## REQUIREMENTS
Copy everything from the line containing "the **sand trail" down to the end of the rows, both ends included, with no changes.

## TASK INPUTS
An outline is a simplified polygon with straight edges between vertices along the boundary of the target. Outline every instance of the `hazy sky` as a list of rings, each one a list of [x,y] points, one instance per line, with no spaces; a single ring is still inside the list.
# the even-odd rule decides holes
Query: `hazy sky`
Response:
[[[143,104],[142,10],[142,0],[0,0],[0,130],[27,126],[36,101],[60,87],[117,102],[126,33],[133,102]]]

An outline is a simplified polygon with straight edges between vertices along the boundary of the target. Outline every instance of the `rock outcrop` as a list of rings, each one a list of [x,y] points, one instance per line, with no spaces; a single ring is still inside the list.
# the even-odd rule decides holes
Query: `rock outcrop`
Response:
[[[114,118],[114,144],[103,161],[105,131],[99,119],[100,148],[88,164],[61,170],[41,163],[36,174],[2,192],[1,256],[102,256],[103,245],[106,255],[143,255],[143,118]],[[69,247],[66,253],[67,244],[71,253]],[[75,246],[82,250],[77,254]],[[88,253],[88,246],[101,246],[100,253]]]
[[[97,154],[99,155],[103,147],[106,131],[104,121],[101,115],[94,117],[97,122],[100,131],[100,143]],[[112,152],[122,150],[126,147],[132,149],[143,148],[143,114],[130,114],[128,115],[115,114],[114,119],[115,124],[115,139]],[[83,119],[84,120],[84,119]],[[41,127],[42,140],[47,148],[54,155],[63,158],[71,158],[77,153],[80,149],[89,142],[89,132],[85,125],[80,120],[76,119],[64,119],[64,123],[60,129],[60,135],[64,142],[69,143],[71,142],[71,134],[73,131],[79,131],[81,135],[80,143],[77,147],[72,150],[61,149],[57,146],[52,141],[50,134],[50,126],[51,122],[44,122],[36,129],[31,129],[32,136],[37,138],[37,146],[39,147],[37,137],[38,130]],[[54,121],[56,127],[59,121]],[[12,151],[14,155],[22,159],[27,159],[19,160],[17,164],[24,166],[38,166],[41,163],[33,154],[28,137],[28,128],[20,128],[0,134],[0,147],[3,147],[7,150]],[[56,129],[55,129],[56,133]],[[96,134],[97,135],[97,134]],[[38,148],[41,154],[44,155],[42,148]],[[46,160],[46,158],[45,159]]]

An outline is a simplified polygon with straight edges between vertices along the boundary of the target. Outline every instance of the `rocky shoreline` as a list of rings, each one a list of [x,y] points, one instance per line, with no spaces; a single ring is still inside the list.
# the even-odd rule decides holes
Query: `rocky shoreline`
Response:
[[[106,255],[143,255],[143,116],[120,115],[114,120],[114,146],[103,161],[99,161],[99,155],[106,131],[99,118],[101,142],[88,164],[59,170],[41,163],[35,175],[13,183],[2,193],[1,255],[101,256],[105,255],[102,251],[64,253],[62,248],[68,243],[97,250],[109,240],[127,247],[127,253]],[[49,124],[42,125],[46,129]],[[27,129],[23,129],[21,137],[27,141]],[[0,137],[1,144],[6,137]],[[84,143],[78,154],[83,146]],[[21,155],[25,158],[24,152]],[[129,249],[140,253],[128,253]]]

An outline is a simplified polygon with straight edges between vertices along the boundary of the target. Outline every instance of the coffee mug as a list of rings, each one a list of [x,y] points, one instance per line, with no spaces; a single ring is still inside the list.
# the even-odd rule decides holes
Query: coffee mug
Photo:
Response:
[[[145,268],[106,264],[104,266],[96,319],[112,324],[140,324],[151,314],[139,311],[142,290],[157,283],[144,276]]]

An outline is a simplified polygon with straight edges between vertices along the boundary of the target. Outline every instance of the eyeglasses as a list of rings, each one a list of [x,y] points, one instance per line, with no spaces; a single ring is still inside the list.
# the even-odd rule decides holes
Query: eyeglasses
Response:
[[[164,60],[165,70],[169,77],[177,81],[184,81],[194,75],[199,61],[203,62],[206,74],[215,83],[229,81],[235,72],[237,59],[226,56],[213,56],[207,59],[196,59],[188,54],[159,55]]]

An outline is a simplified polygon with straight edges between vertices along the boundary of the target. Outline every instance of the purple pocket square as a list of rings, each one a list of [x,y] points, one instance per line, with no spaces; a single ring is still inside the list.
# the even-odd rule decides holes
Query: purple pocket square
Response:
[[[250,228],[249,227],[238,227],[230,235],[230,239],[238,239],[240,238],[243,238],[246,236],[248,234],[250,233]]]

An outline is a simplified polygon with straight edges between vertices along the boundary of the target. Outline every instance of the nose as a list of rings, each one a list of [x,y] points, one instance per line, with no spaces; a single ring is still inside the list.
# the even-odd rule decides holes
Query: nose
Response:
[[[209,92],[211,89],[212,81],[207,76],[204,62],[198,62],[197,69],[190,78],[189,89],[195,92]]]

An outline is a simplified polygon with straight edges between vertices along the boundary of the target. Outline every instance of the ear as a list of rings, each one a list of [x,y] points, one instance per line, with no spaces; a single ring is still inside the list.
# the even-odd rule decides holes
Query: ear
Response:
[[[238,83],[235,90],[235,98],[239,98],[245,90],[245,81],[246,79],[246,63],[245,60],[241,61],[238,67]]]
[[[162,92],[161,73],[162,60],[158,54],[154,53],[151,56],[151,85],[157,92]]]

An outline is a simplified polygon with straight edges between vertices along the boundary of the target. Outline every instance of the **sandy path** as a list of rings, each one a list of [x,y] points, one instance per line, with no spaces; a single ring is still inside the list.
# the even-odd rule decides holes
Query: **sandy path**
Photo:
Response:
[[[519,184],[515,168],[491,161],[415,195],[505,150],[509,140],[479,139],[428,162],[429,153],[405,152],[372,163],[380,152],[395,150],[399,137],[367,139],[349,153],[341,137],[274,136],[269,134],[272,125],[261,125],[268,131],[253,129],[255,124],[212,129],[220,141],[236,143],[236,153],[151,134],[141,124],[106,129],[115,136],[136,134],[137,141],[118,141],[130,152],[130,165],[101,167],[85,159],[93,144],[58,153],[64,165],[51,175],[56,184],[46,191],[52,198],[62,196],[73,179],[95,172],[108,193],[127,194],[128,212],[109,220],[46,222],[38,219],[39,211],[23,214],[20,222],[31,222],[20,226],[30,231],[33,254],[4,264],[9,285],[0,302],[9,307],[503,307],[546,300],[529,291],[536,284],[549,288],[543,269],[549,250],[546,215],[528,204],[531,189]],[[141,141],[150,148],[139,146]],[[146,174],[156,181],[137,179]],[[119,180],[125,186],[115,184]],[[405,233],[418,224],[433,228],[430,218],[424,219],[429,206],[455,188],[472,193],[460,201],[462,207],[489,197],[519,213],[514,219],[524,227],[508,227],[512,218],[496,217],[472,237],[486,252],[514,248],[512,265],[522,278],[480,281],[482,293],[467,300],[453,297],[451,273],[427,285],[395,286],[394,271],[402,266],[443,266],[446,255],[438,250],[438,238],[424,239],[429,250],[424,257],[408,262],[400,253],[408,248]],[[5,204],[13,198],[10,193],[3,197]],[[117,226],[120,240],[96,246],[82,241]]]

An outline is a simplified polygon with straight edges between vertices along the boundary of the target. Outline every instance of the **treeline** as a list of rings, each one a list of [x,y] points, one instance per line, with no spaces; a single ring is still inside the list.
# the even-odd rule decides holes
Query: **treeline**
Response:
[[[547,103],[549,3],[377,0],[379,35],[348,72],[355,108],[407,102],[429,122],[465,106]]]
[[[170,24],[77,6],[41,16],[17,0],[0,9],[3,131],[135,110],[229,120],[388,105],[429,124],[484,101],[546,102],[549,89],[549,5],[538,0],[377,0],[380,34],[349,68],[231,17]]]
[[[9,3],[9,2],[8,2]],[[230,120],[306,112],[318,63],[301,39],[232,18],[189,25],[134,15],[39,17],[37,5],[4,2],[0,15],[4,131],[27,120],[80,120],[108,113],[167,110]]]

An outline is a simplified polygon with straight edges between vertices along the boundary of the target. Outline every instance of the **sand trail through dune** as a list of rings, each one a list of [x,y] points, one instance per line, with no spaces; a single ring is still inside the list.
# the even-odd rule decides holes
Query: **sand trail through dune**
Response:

## REPLY
An outline is a simplified polygon with straight edges between vertices along the boundary of the target. Outline every instance of the **sand trail through dune** as a list of rings, each one a list of [x,y] points, one instance per line, with no spaces; a single ring is still inside the list.
# the even-odd rule decides holes
Query: **sand trail through dune**
Response:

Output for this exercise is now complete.